▶ **TASK OBJECTIVE**
Count the lines below that contain the word "query", and report only that number.

▶ **SUPPLIED RECORDS**
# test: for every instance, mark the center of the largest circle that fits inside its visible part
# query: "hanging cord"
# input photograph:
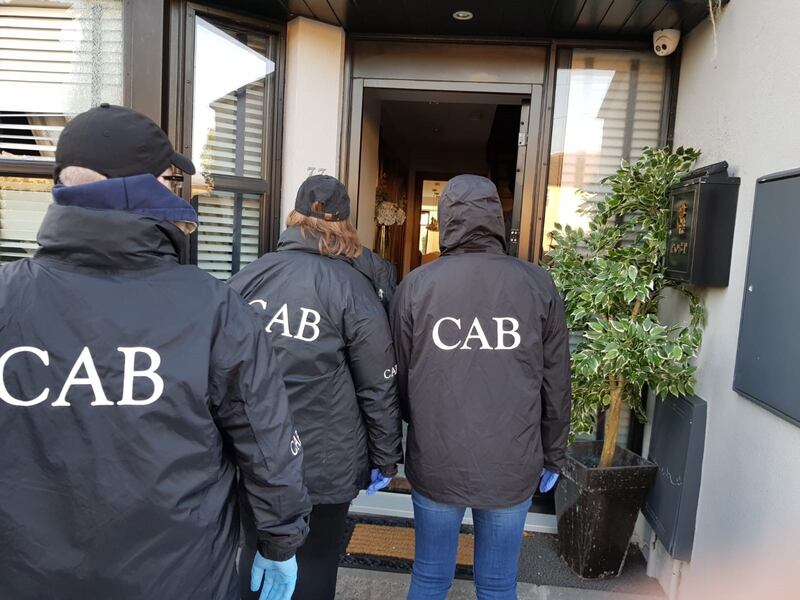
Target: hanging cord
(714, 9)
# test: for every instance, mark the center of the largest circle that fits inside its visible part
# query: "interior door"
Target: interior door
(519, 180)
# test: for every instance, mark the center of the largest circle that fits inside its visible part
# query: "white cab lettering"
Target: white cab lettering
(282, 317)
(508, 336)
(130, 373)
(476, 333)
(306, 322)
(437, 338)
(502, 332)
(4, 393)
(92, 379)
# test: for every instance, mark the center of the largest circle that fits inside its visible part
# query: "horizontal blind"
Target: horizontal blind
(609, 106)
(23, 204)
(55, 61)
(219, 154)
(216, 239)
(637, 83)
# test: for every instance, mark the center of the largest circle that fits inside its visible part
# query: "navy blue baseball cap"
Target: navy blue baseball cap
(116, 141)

---

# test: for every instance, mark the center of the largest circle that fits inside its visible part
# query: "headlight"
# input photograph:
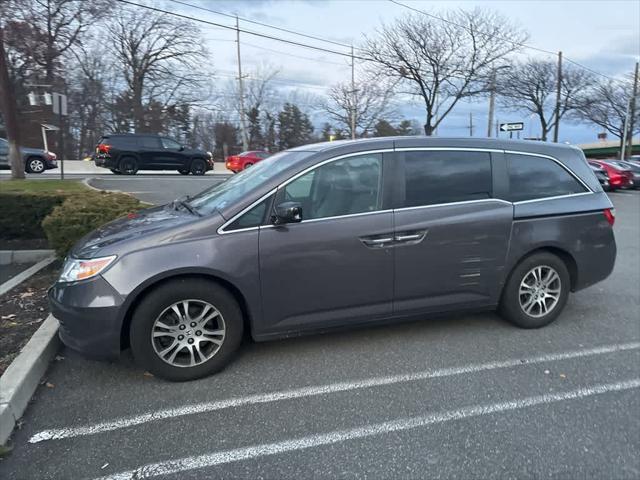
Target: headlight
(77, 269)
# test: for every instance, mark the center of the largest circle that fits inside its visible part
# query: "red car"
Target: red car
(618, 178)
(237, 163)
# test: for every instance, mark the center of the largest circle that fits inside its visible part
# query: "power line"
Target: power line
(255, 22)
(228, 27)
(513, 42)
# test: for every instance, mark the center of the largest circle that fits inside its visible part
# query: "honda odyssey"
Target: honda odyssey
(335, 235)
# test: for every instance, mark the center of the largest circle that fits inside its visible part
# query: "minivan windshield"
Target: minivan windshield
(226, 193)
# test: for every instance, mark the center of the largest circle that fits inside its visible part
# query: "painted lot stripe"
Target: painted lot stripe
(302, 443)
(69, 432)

--

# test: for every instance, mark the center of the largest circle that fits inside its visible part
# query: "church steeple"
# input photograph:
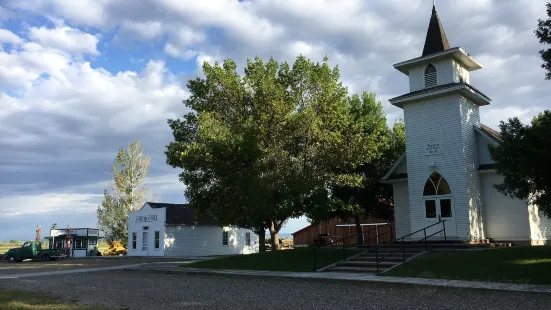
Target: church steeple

▶ **RESPONSE TO THE TASK**
12